GIVEN TASK —
Reproduce the material below word for word, from the first line to the last.

GIVEN DATA —
# # # #
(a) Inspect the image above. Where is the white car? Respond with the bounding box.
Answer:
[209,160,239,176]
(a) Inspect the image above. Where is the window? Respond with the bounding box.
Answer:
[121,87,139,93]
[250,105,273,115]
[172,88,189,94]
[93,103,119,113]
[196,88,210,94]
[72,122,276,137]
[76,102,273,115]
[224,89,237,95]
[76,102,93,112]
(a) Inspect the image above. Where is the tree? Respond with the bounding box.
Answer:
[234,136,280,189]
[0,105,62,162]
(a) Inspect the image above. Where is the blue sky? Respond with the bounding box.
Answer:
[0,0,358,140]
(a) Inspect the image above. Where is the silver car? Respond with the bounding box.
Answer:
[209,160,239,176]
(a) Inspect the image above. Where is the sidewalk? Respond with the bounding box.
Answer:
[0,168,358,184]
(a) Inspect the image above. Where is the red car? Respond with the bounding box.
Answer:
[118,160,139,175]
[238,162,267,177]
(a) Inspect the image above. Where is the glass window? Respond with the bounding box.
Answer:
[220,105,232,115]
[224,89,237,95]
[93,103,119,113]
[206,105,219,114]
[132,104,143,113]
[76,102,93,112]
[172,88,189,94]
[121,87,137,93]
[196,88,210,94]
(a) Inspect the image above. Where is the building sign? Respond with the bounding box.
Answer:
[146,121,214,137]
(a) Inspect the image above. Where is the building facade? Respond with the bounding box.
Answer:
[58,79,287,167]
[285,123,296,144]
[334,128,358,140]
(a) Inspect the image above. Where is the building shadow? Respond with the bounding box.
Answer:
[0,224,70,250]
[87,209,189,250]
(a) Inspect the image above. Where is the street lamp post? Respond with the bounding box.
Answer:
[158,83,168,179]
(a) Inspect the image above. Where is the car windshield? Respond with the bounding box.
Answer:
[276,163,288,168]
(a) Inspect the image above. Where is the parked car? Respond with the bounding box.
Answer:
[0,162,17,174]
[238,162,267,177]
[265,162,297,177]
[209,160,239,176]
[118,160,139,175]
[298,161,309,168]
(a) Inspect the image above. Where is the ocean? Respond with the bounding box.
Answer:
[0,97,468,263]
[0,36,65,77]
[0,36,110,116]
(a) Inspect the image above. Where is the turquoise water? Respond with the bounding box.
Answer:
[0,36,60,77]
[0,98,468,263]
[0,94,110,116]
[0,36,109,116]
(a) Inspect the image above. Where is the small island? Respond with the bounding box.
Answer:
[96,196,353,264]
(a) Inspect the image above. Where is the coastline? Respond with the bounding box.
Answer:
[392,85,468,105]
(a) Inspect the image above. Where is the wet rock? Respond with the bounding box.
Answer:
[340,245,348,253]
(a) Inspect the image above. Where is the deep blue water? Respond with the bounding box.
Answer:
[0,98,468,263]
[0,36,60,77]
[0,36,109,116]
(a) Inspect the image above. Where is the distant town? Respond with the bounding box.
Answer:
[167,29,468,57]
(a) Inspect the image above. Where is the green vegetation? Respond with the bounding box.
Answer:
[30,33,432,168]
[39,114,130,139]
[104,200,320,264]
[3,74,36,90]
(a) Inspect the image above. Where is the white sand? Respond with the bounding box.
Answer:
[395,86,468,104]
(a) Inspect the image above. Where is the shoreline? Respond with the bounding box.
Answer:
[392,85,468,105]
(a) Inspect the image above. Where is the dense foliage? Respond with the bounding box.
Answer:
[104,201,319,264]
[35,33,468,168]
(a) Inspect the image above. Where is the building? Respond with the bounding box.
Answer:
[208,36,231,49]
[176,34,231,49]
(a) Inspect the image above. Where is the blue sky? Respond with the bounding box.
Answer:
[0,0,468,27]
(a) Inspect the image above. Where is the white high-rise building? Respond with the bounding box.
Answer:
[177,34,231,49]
# # # #
SOLUTION TO THIS TASK —
(a) Inspect the image above. Where is the white car? Respond with the bounding box.
Answer:
[209,160,239,176]
(a) Inspect the image above. Where is the window? Respond with the bounding box.
Answer:
[121,87,139,93]
[250,105,273,115]
[172,88,189,94]
[93,103,119,113]
[196,88,210,94]
[72,122,276,137]
[76,102,273,115]
[224,89,237,95]
[76,102,93,112]
(a) Inspect the image above. Where is the tree? Respond with the bounding box.
Answer:
[234,136,280,189]
[0,105,62,162]
(a) Inspect the image above. Where is the blue sky? Respond with the bounding box.
Answer:
[0,0,358,140]
(a) Inspect the image above. Where is the silver car? Respond with the bounding box.
Answer:
[209,160,239,176]
(a) Inspect the image above. Where is the sidewalk? Respond with the bounding box.
Answer:
[0,168,358,184]
(a) Inspect the image above. Where is the red car? Respond with the bounding box.
Answer:
[118,160,139,175]
[238,162,267,177]
(a) Inspect the image above. Where is the glass window? Respond with the bounding box.
Answer:
[220,105,232,115]
[224,89,237,95]
[93,103,119,113]
[206,105,219,114]
[132,104,143,113]
[76,102,93,112]
[172,88,189,94]
[121,87,137,93]
[196,88,210,94]
(a) Inspect the image above. Where is the building sign? Respond with the bounding box.
Answer:
[146,121,214,137]
(a) Inspect the image above. Where is the building facade? Respond with the bounding box.
Answer:
[58,79,287,167]
[285,123,296,144]
[334,128,358,140]
(a) Inspect the image above. Where is the building shadow? Respond with the bounding box.
Answer:
[0,224,70,250]
[87,209,189,250]
(a) Inspect the image above. Where is the street lamp post? Respond with the bounding box.
Answer:
[158,83,168,179]
(a) Inspect the image above. Where is the car windshield? Respond with the bounding box.
Answer:
[276,163,288,168]
(a) Inspect the image above. Where is the parked car? Respond with the bounding box.
Answer:
[0,162,17,174]
[238,162,267,177]
[265,162,297,177]
[209,160,239,176]
[118,160,139,175]
[298,161,309,168]
(a) Inspect the image above. Where is the ocean? Respond with the bounding box.
Answer:
[0,97,468,263]
[0,36,65,77]
[0,36,110,116]
(a) Inspect the image above. Where is the turquoise water? Respond with the bounding box.
Answer:
[0,36,60,77]
[0,98,468,263]
[0,94,110,116]
[0,36,109,116]
(a) Inspect the image above. Where is the small island? Respond with the bounding box.
Answer:
[96,196,353,264]
(a) Inspect the image above. Where is the coastline? Respond with the bounding box.
Answer:
[392,85,468,105]
(a) Inspect the image above. Where is the wet rock? Respond with the bounding box.
Answer:
[340,245,348,253]
(a) Inspect the image above. Where is the deep blue water? Respond with the bounding box.
Answer:
[0,98,468,263]
[0,36,60,77]
[0,36,109,116]
(a) Inspect the image above. Where is the distant town? Respond with the bounding box.
Answer:
[167,29,468,57]
(a) Inspect the image above. Where is the green vegetation? Respond with the bounding box.
Answer:
[30,33,432,168]
[39,114,130,139]
[104,200,320,264]
[3,74,36,90]
(a) Inspect the image above. Where is the white sand? Respond with the bounding box.
Answer:
[395,86,468,104]
(a) Inspect the image above. Where is the shoreline? Respond with the bounding box.
Answer:
[392,85,468,105]
(a) Inspect the image above. Where is the dense foliage? Respond with the bounding box.
Answer:
[104,201,319,264]
[35,33,468,168]
(a) Inspect the image above. Where is the building? Respond with the bounding box.
Answer:
[208,36,231,49]
[176,34,231,49]
(a) Inspect the image above. Where is the blue sky? Respond with the bounding box.
Answer:
[0,0,468,27]
(a) Inspect the image above. Where is the white high-rise building? Respond with the bounding box.
Answer:
[177,34,231,49]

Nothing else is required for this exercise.